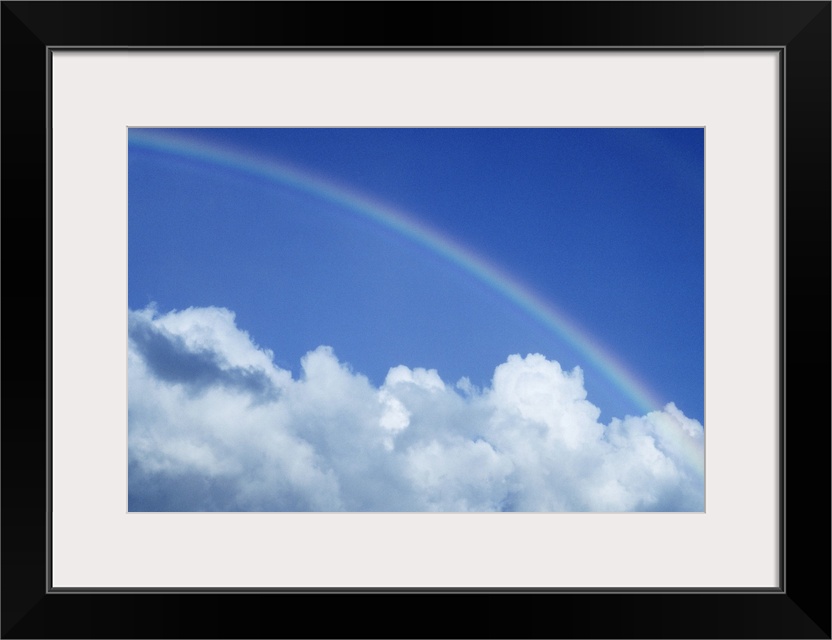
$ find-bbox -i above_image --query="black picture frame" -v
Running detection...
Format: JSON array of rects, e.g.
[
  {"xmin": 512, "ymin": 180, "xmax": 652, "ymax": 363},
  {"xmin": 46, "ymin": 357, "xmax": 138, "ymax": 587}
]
--
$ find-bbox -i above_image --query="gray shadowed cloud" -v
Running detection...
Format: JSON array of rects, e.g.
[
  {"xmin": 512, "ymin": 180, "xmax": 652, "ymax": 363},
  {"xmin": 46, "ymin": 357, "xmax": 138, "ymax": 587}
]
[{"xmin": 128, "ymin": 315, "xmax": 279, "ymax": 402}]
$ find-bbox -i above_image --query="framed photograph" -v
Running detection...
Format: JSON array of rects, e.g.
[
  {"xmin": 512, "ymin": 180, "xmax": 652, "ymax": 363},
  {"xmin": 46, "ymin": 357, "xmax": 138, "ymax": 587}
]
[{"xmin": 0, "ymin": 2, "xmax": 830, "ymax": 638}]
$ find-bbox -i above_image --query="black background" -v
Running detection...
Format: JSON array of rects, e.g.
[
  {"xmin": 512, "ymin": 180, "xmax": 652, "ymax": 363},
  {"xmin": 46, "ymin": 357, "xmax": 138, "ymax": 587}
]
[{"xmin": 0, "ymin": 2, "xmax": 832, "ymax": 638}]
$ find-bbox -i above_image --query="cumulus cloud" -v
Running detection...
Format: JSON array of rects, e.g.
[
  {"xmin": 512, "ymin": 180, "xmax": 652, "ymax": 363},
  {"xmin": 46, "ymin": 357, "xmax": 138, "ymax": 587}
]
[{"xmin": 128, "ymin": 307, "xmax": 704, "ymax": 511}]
==
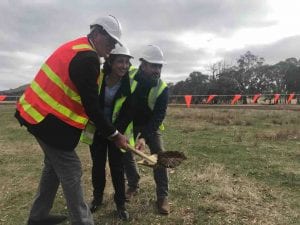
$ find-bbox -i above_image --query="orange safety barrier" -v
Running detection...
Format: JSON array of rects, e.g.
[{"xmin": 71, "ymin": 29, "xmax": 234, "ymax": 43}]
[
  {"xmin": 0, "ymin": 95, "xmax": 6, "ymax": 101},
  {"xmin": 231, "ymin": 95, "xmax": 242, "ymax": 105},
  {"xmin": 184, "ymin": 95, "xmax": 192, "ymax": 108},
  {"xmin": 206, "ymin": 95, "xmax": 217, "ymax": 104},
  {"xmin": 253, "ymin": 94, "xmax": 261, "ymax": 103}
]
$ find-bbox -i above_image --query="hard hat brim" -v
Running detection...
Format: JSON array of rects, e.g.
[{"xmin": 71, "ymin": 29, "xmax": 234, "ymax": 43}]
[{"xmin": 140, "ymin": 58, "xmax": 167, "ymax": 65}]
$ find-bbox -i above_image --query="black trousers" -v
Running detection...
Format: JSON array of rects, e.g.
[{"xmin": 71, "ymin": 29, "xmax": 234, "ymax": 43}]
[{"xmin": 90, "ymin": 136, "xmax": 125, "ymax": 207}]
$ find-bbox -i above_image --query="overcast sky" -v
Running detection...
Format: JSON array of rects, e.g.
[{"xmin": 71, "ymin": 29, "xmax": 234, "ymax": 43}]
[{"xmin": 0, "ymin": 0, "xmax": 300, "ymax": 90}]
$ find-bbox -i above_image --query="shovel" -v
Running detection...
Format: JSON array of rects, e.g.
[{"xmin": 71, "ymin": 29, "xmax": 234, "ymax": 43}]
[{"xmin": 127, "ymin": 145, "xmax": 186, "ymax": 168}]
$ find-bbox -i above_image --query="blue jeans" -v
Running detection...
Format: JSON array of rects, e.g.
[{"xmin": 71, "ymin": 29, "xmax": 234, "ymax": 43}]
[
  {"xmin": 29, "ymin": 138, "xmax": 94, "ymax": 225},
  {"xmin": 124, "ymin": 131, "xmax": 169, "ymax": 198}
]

WORK REQUIRED
Gather every line above that contains the string "black", copying each one in full. The match is case-sensitive.

THE ANSWER
$ find-bbox -i above_image --query="black picture frame" -v
$ find-bbox -i above_image --query="black background" -v
$ find-bbox -i above_image --query="black trousers" -v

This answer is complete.